--- begin Given records ---

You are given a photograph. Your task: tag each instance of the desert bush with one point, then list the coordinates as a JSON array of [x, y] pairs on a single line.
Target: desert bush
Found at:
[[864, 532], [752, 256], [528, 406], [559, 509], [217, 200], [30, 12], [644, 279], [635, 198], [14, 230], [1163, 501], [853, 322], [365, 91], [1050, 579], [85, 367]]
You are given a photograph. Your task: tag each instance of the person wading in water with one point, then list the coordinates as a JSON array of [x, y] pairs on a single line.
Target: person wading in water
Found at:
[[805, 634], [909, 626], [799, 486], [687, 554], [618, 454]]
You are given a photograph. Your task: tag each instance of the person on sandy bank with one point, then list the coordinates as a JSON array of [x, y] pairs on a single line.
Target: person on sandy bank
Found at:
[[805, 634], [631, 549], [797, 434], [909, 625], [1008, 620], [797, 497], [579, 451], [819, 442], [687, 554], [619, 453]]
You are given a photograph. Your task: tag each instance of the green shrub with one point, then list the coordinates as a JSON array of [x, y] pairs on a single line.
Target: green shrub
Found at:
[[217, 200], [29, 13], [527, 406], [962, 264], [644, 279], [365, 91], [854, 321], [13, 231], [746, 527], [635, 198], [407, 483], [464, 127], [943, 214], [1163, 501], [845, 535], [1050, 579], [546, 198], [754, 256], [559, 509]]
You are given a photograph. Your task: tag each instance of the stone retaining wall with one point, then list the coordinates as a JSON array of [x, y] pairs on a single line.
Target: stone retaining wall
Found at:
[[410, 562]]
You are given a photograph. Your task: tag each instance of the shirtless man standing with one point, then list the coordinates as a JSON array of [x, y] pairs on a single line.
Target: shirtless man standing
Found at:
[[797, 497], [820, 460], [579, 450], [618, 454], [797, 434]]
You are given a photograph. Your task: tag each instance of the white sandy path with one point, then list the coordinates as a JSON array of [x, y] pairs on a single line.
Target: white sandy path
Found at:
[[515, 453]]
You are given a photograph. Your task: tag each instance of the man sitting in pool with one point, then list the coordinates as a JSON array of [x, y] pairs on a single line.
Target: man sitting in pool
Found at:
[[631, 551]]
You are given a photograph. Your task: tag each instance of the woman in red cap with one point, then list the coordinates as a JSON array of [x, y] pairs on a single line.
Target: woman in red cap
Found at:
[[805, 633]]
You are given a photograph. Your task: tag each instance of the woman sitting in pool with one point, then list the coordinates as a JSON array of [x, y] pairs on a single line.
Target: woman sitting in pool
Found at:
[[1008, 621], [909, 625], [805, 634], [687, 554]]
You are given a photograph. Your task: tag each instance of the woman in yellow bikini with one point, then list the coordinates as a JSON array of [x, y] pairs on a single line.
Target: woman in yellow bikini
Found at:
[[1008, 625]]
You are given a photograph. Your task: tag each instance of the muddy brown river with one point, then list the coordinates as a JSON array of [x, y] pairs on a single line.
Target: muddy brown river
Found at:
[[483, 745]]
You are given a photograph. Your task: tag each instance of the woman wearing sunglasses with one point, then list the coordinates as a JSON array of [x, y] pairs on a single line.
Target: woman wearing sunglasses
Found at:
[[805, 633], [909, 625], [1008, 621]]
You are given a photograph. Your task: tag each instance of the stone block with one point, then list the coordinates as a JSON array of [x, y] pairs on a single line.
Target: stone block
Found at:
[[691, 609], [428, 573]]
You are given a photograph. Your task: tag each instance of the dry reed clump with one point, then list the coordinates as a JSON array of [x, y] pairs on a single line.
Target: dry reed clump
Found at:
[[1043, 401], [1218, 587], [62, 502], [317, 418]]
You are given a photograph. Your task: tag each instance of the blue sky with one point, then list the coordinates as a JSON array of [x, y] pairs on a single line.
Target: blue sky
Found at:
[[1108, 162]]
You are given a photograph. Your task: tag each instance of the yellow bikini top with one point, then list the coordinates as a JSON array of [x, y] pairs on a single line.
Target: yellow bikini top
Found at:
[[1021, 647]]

--- end Given records ---

> Description of the task
Recast all of the material above as a Markdown table with two columns, "Row" and "Entry". Give each line its own numbered row and leave out blank lines.

> Final result
| Row | Entry |
|---|---|
| 1 | You are given a photograph. Your task: tag each instance of the desert bush with one point, then list the coordinates as a JSON array of [x, y] pairs on a single line. |
| 2 | Target: desert bush |
| 3 | Found at: |
| 4 | [[864, 532], [752, 256], [528, 406], [559, 509], [217, 200], [30, 12], [644, 279], [635, 198], [14, 230], [1163, 501], [853, 322], [365, 91], [1050, 579], [85, 367]] |
| 5 | You are given a photograph. Your task: tag each instance of the person wading in water with one point, then list the coordinates as a JSON array of [x, y] pairs on a single line. |
| 6 | Target: person wading in water |
| 7 | Found at: |
| 8 | [[805, 634], [909, 626], [799, 486], [687, 554], [618, 454]] |
| 9 | You are given a photograph. Your task: tag each instance of the person on sandy bank with one point, then list the coordinates as a JSON array of [x, y] pairs on a single line. |
| 10 | Target: person on sandy bank |
| 11 | Found at: |
| 12 | [[805, 634], [631, 549], [797, 434], [909, 625], [1008, 620], [797, 497], [579, 451], [819, 442], [687, 554], [619, 453]] |
| 13 | You are given a photograph. Your task: tag each instance of the green shrub with one point, then list the coordinates as a JSON array of [x, y] pairs on a single line. |
| 14 | Target: green shrub |
| 15 | Found at: |
| 16 | [[217, 200], [29, 13], [527, 406], [962, 264], [644, 279], [365, 91], [854, 321], [13, 231], [746, 527], [635, 198], [407, 483], [464, 127], [943, 214], [1163, 501], [845, 535], [1050, 579], [546, 198], [754, 256], [559, 509]] |
| 17 | You are given a photograph. Your task: tag each instance of the stone retaining wall with one point, then list the coordinates as a JSON array of [x, y] pairs on a single line. |
| 18 | Target: stone retaining wall |
| 19 | Found at: |
| 20 | [[410, 562]] |
| 21 | You are given a photograph. Your task: tag each instance of the shirtless man standing with one point, then list the coordinates as a JSON array of [x, y] pairs on a single line. |
| 22 | Target: shirtless man standing |
| 23 | Found at: |
| 24 | [[797, 497], [820, 460], [579, 450], [618, 454], [797, 434]] |
| 25 | You are given a photograph. Your task: tag each instance of the white sandy path with one point, then list the coordinates as a JSON array of [x, y] pairs on a single line. |
| 26 | Target: white sandy path |
| 27 | Found at: |
| 28 | [[515, 453]] |
| 29 | You are given a photograph. Your task: tag each instance of the man sitting in pool with one point, then list the coordinates as a JSON array of [x, y] pairs on a single line. |
| 30 | Target: man sitting in pool |
| 31 | Found at: |
| 32 | [[631, 551]] |
| 33 | You are given a photograph. Your task: tag each instance of the woman in red cap with one point, then list the coordinates as a JSON array of [x, y] pairs on a single line. |
| 34 | Target: woman in red cap |
| 35 | Found at: |
| 36 | [[805, 633]] |
| 37 | You are given a photograph. Your task: tag each instance of the woman sitting in pool with one point, then list the coordinates as a JSON array of [x, y] pairs on a single line. |
| 38 | Target: woman sitting in pool |
| 39 | Found at: |
| 40 | [[1008, 621], [909, 625], [805, 634], [687, 554]] |
| 41 | You are given a photograph. Your task: tag each instance of the woman in yellow bikini with one point, then list the coordinates as a JSON array of [x, y] pairs on a single line. |
| 42 | Target: woman in yellow bikini |
| 43 | Found at: |
| 44 | [[1008, 625]] |
| 45 | You are given a photograph. Your task: tag each instance of the muddy brown river with one point, then list the coordinates as a JSON array of [x, y] pairs on a single line. |
| 46 | Target: muddy brown river |
| 47 | Found at: |
| 48 | [[483, 745]] |
| 49 | You are given a photograph. Your task: tag each instance of the woman wearing sunglasses with one point, then list the coordinates as a JSON array of [x, y] pairs on a single line. |
| 50 | Target: woman wearing sunglasses |
| 51 | Found at: |
| 52 | [[805, 633], [909, 625], [1008, 621]] |
| 53 | You are given a photograph. Your task: tag each instance of the stone block with one point, then list the coordinates as a JSON array of [x, y] pairs on a single line. |
| 54 | Target: stone block |
| 55 | Found at: |
| 56 | [[691, 609], [428, 573]] |
| 57 | You are given a photograph. Your task: tag each instance of the dry reed clump with one point, then list the coordinates as a JSON array of [x, y] pairs on a single line. |
| 58 | Target: dry reed clump |
| 59 | Found at: |
| 60 | [[1043, 401], [1218, 587], [62, 502], [317, 418]] |
| 61 | You are given a photograph. Your task: tag each instance of the blue sky with one point, then list the coordinates as a JSON array of [x, y] pairs on a single line. |
| 62 | Target: blue sky |
| 63 | Found at: |
| 64 | [[1108, 162]] |
| 65 | You are given a photograph. Your task: tag each instance of the yellow bikini top with one point, then list the coordinates as a JSON array of [x, y] pairs on a single line. |
| 66 | Target: yellow bikini top |
| 67 | Found at: |
| 68 | [[1021, 647]] |